PROBLEM TO SOLVE
Reproduce, character for character, the lines of the listing from the line containing "0L334 2L331 200L336" through the line containing "positive clicks: (222, 64)", including both of those lines.

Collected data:
^^^^^^^^^^^^^^^^

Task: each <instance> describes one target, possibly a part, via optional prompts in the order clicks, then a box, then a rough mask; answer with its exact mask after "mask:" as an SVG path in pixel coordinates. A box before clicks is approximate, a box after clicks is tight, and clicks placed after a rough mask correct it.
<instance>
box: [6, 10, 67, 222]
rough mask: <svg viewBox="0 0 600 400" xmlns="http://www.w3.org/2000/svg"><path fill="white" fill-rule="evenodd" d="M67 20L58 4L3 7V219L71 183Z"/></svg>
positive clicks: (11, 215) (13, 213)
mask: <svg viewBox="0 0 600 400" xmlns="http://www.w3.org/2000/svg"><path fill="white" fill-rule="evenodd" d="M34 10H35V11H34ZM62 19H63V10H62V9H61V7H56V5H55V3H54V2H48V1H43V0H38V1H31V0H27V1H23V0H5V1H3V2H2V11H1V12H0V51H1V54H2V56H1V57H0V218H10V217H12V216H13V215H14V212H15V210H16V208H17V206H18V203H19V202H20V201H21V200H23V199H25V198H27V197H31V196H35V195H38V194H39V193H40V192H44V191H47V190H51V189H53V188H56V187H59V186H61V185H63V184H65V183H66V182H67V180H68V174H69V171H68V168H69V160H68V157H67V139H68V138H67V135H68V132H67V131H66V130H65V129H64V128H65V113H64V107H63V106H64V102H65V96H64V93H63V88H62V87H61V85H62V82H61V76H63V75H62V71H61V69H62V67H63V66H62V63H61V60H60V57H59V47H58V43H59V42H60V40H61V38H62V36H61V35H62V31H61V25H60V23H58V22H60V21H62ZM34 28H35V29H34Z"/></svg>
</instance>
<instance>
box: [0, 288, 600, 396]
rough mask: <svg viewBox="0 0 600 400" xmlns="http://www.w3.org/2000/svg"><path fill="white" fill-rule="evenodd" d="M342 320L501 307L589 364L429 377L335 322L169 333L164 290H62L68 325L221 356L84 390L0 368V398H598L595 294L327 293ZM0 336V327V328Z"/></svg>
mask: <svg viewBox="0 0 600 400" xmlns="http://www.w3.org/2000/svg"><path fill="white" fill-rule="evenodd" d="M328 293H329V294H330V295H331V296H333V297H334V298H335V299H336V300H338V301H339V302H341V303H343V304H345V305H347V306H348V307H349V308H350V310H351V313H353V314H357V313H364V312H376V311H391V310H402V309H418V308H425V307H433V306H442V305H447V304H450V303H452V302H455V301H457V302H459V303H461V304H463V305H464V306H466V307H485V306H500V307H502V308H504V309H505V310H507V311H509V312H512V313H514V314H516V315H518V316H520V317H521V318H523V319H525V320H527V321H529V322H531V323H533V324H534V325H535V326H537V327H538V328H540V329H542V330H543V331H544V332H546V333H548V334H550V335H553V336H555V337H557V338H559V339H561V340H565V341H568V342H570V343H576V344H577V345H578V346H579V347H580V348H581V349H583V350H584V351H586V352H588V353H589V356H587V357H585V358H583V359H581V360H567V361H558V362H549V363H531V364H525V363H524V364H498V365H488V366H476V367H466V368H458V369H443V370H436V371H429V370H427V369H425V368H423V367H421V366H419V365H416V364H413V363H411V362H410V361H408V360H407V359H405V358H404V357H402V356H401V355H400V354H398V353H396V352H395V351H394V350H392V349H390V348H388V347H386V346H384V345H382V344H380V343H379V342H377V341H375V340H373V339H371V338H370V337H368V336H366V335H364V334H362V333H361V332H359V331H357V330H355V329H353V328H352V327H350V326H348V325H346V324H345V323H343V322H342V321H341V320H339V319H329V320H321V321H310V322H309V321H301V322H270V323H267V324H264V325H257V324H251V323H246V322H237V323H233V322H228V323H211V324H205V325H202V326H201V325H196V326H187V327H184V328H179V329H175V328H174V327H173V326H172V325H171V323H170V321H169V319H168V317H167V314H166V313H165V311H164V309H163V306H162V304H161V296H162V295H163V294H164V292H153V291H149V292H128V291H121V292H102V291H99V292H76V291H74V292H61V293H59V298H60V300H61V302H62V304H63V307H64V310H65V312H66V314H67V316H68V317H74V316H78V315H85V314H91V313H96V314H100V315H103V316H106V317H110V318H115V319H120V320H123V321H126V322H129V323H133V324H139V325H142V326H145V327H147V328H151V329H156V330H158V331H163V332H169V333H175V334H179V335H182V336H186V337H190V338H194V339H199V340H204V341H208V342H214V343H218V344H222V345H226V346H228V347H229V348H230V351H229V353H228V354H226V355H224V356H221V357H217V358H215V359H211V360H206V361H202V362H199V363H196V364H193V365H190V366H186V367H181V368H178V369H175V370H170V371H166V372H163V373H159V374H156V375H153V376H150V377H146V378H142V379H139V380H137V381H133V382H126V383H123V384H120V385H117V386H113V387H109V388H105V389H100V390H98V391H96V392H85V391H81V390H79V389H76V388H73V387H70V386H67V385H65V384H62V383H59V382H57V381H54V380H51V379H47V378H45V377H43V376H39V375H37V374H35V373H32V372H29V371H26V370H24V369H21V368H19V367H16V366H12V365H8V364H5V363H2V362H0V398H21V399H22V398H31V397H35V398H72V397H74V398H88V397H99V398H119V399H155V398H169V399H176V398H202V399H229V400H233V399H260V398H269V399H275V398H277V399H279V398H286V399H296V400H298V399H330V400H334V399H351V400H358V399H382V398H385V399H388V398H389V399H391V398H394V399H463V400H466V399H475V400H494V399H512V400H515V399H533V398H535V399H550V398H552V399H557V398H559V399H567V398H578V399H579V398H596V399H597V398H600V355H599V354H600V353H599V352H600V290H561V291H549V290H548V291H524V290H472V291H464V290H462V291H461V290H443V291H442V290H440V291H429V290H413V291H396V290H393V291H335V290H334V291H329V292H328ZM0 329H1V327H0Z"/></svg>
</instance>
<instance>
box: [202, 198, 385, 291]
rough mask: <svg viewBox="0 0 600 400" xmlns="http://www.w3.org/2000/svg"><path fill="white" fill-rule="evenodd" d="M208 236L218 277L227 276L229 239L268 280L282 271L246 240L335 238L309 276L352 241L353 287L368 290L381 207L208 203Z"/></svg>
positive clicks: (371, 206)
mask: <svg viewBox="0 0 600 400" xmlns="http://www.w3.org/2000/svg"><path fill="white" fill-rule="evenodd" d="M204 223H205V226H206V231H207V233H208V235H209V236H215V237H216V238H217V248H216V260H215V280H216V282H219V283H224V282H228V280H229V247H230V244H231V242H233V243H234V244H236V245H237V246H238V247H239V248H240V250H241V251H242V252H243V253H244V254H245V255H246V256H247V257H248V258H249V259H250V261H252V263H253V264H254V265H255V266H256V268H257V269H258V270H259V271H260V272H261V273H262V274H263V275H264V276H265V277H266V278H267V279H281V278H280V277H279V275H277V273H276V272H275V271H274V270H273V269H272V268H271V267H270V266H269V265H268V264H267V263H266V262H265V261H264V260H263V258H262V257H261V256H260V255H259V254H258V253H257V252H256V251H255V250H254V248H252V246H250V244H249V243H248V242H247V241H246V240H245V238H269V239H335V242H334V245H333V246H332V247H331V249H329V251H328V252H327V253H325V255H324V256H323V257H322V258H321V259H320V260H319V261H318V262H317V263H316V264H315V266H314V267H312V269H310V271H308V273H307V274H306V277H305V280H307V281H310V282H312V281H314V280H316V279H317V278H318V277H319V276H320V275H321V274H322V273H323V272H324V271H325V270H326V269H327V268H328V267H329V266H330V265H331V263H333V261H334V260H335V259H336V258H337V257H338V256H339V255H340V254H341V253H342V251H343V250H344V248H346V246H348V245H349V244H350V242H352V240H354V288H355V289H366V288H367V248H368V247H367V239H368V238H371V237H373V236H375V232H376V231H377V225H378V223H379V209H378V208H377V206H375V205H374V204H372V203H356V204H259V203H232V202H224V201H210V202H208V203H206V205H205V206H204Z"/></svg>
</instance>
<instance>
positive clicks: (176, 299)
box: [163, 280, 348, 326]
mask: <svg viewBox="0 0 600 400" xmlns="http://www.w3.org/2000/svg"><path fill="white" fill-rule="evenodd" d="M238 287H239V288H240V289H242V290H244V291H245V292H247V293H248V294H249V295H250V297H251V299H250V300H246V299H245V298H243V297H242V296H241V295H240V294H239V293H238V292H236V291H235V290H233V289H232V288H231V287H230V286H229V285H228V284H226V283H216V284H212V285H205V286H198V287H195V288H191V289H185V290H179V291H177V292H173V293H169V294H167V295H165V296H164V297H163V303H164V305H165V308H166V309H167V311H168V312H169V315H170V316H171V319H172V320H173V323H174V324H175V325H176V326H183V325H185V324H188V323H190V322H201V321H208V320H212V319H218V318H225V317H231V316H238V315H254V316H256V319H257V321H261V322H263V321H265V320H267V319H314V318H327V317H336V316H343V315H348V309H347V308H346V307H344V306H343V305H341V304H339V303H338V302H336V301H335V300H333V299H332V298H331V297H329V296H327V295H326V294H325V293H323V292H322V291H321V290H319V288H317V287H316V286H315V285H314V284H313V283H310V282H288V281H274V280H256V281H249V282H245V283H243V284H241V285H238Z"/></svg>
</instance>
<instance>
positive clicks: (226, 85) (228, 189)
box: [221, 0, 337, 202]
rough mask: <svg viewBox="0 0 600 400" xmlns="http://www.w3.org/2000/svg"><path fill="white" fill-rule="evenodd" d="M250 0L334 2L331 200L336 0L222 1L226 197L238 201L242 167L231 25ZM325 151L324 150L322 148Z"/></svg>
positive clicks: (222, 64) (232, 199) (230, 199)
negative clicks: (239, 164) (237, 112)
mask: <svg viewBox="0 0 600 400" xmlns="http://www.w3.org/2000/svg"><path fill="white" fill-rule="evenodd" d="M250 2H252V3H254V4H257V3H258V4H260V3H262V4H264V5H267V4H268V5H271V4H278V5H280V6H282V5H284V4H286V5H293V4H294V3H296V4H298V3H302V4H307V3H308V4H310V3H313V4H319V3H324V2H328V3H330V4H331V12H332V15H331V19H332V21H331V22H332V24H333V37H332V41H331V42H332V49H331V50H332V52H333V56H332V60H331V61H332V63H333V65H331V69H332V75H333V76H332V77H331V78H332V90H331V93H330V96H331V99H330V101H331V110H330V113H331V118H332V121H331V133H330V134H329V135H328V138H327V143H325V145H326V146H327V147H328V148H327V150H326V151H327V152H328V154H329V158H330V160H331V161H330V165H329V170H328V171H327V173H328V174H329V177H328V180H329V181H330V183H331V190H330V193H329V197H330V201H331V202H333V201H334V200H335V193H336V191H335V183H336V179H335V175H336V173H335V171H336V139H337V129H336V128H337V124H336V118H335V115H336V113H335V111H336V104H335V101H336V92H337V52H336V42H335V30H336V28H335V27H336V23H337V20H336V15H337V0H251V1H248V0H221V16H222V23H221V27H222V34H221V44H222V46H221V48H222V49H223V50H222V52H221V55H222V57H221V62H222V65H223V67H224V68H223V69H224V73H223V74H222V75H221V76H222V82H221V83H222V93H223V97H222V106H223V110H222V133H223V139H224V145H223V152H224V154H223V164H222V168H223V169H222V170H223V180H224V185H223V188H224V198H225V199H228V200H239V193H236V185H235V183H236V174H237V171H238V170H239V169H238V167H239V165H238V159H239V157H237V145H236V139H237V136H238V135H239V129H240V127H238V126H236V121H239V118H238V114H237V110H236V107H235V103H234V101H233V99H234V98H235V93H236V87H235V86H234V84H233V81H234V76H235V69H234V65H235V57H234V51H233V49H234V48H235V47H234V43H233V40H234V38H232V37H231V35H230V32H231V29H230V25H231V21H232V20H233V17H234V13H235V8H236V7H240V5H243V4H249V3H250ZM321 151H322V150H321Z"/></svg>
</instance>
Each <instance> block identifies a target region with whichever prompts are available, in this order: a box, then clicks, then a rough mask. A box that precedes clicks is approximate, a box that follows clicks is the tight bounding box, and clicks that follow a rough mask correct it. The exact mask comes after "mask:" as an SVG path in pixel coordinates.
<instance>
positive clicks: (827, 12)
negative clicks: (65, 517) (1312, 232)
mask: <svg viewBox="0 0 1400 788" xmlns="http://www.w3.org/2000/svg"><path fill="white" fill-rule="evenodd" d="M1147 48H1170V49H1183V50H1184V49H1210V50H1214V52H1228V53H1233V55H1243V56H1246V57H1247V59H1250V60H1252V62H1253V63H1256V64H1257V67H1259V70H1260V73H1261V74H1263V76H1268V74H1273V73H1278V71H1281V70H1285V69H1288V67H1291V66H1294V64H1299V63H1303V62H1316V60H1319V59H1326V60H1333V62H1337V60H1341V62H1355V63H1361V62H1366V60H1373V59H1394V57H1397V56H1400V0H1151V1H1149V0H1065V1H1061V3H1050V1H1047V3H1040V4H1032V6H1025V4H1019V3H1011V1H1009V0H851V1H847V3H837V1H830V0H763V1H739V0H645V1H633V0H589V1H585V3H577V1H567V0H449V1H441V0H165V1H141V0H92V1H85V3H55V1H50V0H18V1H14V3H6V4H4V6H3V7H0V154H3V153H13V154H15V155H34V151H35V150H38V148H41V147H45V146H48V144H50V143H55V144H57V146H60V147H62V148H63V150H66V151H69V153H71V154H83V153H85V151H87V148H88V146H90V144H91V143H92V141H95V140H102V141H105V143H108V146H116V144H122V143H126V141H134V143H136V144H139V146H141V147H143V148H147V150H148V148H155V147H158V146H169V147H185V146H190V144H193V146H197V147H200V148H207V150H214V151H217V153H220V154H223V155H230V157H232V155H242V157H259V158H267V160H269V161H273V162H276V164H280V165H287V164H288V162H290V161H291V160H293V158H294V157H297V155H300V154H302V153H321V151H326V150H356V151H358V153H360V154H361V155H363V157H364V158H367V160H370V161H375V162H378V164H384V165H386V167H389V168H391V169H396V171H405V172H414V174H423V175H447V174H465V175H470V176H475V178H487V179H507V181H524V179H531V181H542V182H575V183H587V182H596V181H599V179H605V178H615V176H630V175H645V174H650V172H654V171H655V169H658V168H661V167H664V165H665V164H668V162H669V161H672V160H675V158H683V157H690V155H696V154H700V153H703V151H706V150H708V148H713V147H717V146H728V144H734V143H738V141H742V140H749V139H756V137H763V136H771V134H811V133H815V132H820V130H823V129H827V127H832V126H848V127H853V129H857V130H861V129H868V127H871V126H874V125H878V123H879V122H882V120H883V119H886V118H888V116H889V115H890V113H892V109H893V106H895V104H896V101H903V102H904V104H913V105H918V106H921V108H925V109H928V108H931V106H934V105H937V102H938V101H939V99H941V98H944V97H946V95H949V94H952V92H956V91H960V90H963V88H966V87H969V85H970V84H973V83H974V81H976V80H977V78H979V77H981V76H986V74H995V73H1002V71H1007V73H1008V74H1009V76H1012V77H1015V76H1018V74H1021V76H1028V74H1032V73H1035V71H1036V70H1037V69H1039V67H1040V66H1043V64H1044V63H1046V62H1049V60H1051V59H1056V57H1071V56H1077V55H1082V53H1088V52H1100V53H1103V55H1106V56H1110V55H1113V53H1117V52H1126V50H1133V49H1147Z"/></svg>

^^^^^^^^^^^^^^^^

SOLUTION BELOW
rough mask: <svg viewBox="0 0 600 400" xmlns="http://www.w3.org/2000/svg"><path fill="white" fill-rule="evenodd" d="M250 0L334 2L331 200L336 0L222 1L226 197L238 201L242 167L231 25ZM325 151L324 150L322 148Z"/></svg>
positive clicks: (222, 64) (232, 199) (230, 199)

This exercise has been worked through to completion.